### Supplied entries ###
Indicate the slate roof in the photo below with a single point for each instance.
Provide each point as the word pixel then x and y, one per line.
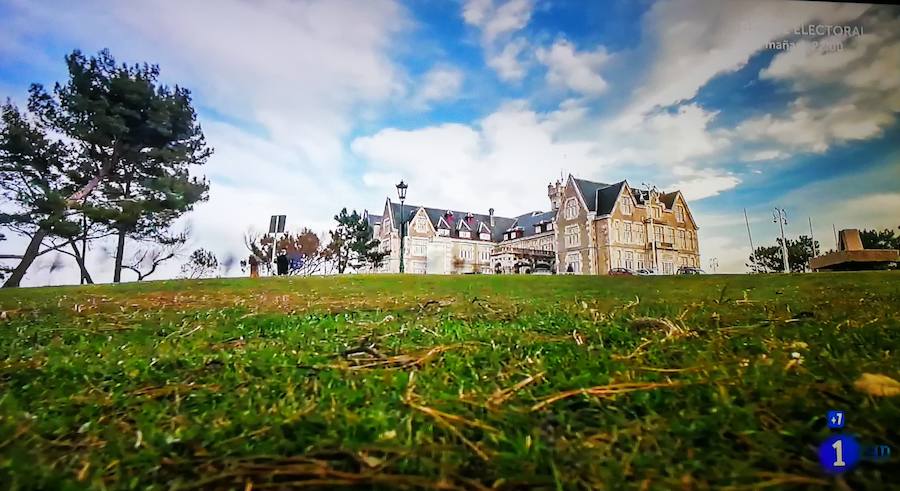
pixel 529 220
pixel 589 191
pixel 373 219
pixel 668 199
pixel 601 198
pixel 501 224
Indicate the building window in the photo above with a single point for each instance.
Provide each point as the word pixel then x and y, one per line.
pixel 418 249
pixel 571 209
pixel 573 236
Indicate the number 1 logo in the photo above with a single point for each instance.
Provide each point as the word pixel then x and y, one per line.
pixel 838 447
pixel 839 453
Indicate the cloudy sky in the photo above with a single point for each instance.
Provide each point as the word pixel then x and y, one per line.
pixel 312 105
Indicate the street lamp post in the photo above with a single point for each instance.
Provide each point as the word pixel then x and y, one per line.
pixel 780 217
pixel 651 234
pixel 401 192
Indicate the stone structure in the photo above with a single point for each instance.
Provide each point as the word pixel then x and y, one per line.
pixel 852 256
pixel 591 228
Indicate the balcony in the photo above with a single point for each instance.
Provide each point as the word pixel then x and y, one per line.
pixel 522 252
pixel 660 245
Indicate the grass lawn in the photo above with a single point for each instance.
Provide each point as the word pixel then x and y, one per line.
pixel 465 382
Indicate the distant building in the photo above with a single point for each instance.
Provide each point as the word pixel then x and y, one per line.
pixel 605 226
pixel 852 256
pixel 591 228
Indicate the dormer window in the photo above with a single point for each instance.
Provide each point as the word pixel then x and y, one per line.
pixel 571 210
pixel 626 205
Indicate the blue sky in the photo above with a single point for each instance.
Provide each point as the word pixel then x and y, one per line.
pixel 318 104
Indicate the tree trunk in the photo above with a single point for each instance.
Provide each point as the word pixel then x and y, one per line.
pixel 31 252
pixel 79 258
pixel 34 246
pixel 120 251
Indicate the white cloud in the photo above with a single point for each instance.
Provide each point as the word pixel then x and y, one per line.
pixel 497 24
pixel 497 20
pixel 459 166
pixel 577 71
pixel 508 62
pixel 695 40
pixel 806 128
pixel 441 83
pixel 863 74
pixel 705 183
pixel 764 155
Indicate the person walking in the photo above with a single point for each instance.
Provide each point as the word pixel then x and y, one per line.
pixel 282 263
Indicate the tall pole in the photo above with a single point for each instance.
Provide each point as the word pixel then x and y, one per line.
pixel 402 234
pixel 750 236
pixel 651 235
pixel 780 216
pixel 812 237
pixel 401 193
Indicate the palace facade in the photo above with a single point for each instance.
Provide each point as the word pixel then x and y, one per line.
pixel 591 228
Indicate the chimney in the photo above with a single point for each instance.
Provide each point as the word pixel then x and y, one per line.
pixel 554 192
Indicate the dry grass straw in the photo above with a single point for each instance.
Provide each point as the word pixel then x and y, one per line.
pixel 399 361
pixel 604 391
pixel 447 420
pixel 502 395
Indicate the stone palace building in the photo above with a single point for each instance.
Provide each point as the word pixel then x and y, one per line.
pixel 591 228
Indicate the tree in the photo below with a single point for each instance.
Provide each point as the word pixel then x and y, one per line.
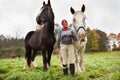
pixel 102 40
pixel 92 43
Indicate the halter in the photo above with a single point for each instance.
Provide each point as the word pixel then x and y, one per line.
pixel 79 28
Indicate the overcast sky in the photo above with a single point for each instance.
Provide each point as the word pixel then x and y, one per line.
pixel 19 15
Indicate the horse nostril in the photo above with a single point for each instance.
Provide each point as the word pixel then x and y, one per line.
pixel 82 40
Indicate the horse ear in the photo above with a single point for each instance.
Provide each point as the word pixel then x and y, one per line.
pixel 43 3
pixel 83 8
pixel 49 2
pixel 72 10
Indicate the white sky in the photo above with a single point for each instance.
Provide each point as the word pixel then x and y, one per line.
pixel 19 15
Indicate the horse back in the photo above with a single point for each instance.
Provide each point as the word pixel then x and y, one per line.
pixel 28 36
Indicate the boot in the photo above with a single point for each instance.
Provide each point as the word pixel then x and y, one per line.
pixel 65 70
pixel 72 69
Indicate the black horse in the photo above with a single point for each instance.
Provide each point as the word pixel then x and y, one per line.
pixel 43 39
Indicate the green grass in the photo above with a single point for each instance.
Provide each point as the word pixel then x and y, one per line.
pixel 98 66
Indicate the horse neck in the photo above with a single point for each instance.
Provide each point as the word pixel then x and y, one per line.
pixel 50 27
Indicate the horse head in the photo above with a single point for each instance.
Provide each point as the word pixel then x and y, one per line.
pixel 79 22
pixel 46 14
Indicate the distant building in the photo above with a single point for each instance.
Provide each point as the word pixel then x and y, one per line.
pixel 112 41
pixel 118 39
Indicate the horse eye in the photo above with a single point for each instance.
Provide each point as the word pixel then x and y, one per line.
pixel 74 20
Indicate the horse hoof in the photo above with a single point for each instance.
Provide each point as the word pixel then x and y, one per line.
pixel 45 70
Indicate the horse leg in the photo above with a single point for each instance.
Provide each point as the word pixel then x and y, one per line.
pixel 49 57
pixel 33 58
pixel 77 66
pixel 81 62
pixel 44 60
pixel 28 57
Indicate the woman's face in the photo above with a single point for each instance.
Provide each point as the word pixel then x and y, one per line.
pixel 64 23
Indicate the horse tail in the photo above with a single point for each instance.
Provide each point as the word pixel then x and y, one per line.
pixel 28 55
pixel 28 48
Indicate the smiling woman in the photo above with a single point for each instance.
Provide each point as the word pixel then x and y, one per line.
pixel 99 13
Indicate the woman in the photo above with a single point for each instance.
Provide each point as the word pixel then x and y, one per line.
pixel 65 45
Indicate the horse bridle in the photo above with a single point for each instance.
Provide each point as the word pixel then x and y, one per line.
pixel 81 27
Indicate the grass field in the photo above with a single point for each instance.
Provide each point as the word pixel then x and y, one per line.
###
Your task is to retype all the entries exactly and leave out any pictures.

Solution to this exercise:
Indicate the slate roof in the photo below with a single point for each instance.
Provide each point as the word pixel then x and y, one per line.
pixel 529 220
pixel 589 191
pixel 373 219
pixel 668 199
pixel 601 198
pixel 501 224
Indicate the building window in the photo above with a single point for each instance.
Provide each point as the word pixel then x and y, one per line.
pixel 418 249
pixel 571 209
pixel 573 236
Indicate the number 1 logo in the photo above with a single point for each instance.
Provide each point as the word pixel then x and y, one per line.
pixel 838 447
pixel 839 453
Indicate the cloudy sky in the photo above with a single point for each instance.
Provide each point as the word pixel then x and y, one per line.
pixel 312 105
Indicate the street lamp post in the photo above with a single point for each instance.
Provide each point as the word pixel then x and y, one per line.
pixel 780 217
pixel 651 234
pixel 401 192
Indicate the stone structure in the photo above with a single point for each instance.
Provide each point as the word pixel then x and y, one per line.
pixel 852 256
pixel 591 228
Indicate the balcony in the photo above with a single point for each instance.
Provide each point as the word pixel then x and y, one per line.
pixel 522 252
pixel 660 245
Indicate the grass lawn in the photo above with a single point for each instance.
Provide each point as the word pixel then x and y, one per line.
pixel 465 382
Indicate the distant building in the photo above with a single point for each instance.
Provide each point as the word pixel then x and y, one per line.
pixel 605 226
pixel 852 256
pixel 591 228
Indicate the dormer window in the photo above with a single point for each instance.
Provide each point as the word pixel then x and y, one per line.
pixel 571 210
pixel 626 205
Indicate the blue sky in the photo above with a single point for each instance.
Provide each point as the word pixel then x and y, one per line.
pixel 318 104
Indicate the tree trunk in the photo above with a single point for each instance.
Provide each point as the word pixel then x and y, one per line.
pixel 31 252
pixel 79 258
pixel 34 246
pixel 120 251
Indicate the white cloud in the photo above with a single point for each instance.
Provide each point as the word pixel then x and y, one per line.
pixel 497 24
pixel 497 20
pixel 459 166
pixel 577 71
pixel 508 62
pixel 695 40
pixel 806 128
pixel 441 83
pixel 863 74
pixel 705 183
pixel 764 155
Indicate the person walking in the photo above with a single point for each instance.
Provide each point as the word pixel then x and y, one per line.
pixel 282 263
Indicate the tall pole in the photo above with a single point for each instance.
Provide each point as the word pixel then x and y, one per line.
pixel 402 234
pixel 750 236
pixel 651 235
pixel 780 216
pixel 812 237
pixel 401 193
Indicate the palace facade in the photo above with a single point for each instance.
Provide each point as the word pixel then x and y, one per line.
pixel 591 228
Indicate the chimney in the photo above with a single point for each instance.
Provide each point as the word pixel then x and y, one per line.
pixel 554 192
Indicate the dry grass straw in the photo above with a single point for each instance.
Provide each point as the word pixel then x and y, one per line.
pixel 399 361
pixel 604 391
pixel 447 420
pixel 502 395
Indicate the stone palace building in the photo above with a single point for each instance.
Provide each point as the word pixel then x and y, one per line.
pixel 591 228
Indicate the tree in the photo below with a single point for each instance.
Provide each point as the word pixel then x and y, one per line.
pixel 102 40
pixel 92 43
Indicate the halter in the photo above with a single point for each instance.
Provide each point as the word pixel then x and y, one per line.
pixel 79 28
Indicate the overcast sky in the photo above with a single point for each instance.
Provide each point as the word pixel then x and y, one per line.
pixel 19 15
Indicate the horse nostril in the photo above with a single point for each instance.
Provide each point as the word pixel then x and y, one per line.
pixel 82 40
Indicate the horse ear in the photo above with a single point for each instance.
Provide each point as the word pixel then x and y, one per line.
pixel 43 3
pixel 83 8
pixel 49 2
pixel 72 10
Indicate the white sky in the photo above with a single point for each instance.
Provide each point as the word pixel then x and y, one per line.
pixel 19 15
Indicate the horse back in the photo above with a single point for each instance.
Provide each point as the word pixel then x and y, one per line.
pixel 28 36
Indicate the boot in the photo above with a single point for each instance.
Provide each point as the word pixel then x and y, one per line.
pixel 65 70
pixel 72 69
Indicate the black horse in the photo above with a single point for each instance.
Provide each point as the word pixel then x and y, one per line.
pixel 43 39
Indicate the green grass in the photo above with a single point for each instance.
Provide each point as the word pixel then x and y, one per line.
pixel 98 66
Indicate the horse neck in the photo above with a single point for each instance.
Provide each point as the word pixel then x and y, one per line.
pixel 50 27
Indicate the horse head in the photo above with a single point for each instance.
Provide each point as the word pixel then x and y, one per line.
pixel 79 22
pixel 46 14
Indicate the distant building in the photo above with a single point for each instance.
Provide each point as the word pixel then x and y, one per line.
pixel 112 41
pixel 118 39
Indicate the horse eye in the photo above with a single point for each instance.
Provide each point as the word pixel then x and y, one per line.
pixel 74 20
Indicate the horse hoof in the photo above with a single point for each instance.
Provide each point as the word pixel then x and y, one per line.
pixel 45 70
Indicate the horse leg in the photo above with a single point for each instance.
Provide each point as the word pixel then x and y, one per line.
pixel 49 57
pixel 33 58
pixel 77 66
pixel 81 62
pixel 44 60
pixel 28 57
Indicate the woman's face in the photo above with a single point for each instance.
Provide each point as the word pixel then x and y, one per line.
pixel 64 23
Indicate the horse tail in the photo above with a single point for each instance.
Provide each point as the word pixel then x and y, one per line.
pixel 28 55
pixel 28 48
Indicate the smiling woman in the photo above with a single point for each instance.
Provide each point as the word pixel then x and y, one per line.
pixel 99 13
Indicate the woman in the photo above with a single point for each instance.
Provide each point as the word pixel then x and y, one per line.
pixel 65 45
Indicate the horse bridle in the photo above with a single point for each instance.
Provide each point as the word pixel then x and y, one per line.
pixel 81 27
Indicate the grass field in the photo above with a single point for each instance.
Provide each point as the word pixel then x and y, one per line.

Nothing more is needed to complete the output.